** start Text passage **

Reflections from the Sisterhood of Salaam Shalom Conference

Unexpected Convergence in Chavruta
by Rishe Groner

I’ve been studying sacred texts for a long time.

When I was small, I learned to read Hebrew, and deciphering the Chumash – the books of the Torah – was a favorite pastime. Suddenly, the words that I’d memorized and chanted with my parents were real, written in black and white in front of me with letters that had formerly been squiggles. As I learned to read more advanced texts, including Rashi’s commentary and his ubiquitous “Rashi” script, I continued to find thrill in unearthing deep divine secrets and multi-layered thoughts beyond words of black and white.

Do all the secrets really exist in written form, or can we access them through the deep, feminine knowing of our bodies, our relationships, our interactions? I will admit that in my more recent years, as my spiritual practice has drawn me more towards the embodied and the experiential, I’ve struggled with my relationship with text

It was an interesting orchestration of the universe, then, that at last Sunday’s incredible gathering of Muslim and Jewish women, the “Sisterhood of Salaam Shalom Conference,” I turned back to my textual roots.

In chavrutah.

With my Muslim sisters.

Studying stories that we’d all known all our lives.

Explored through the lens of the other.

Unlike the Jewish textual studies I’ve come to criticize in my current exploration of Jewish communities today, which are so focused on source sheets that lived experience seems far—this was real. It was embodied. It was experiential. It was a sisterhood, coming together to discuss how the texts that guide our lives also guide the lives of our sisters.

Together we uncovered the story of our foremothers, Sarah and Hagar, and their rift. We discussed the moments of desperation, fear and sadness that occur when there’s a sense of scarcity. We learned the stories, sure. But we explored how they relate to our worlds.

** end Text passage **
** start Supplied material **

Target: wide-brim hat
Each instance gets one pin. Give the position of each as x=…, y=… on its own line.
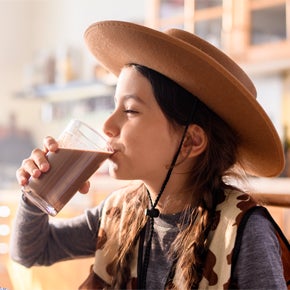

** end Supplied material **

[Actions to take]
**a)** Return everything in the chavruta essay from "Do all the secrets" down to "my textual roots.".
**b)** Resume the chavruta essay after its final sentence and keep writing.

[Outputs]
**a)**
Do all the secrets really exist in written form, or can we access them through the deep, feminine knowing of our bodies, our relationships, our interactions? I will admit that in my more recent years, as my spiritual practice has drawn me more towards the embodied and the experiential, I’ve struggled with my relationship with text

It was an interesting orchestration of the universe, then, that at last Sunday’s incredible gathering of Muslim and Jewish women, the “Sisterhood of Salaam Shalom Conference,” I turned back to my textual roots.

**b)**
When I selected the next workshop for its title, “Feminine Power in Storytelling”, I was unaware that I was heading into yet another text-based Chavruta [paired-study] session. This time, we uncovered and compared the story of Moses, taking refuge in the Nile river as a small baby, followed by his sister, and adopted by Pharoah’s family. In the Koran, it’s Pharaoh’s wife; in the Torah, it’s Pharaoh’s daughter. My group of four women marveled at the small differences—like that in the Koran Moses’s sister Miriam is told by her mother to follow the baby along the Nile; while in the Torah she takes her own initiative. But more than those differences, we explored our commonalities—like the unshakeable faith, displayed by Miriam, by Moses’s mother, by Hagar, by Sarah, that reminds us that no matter how events shake out, there is always a promise from God at the end of the tunnel.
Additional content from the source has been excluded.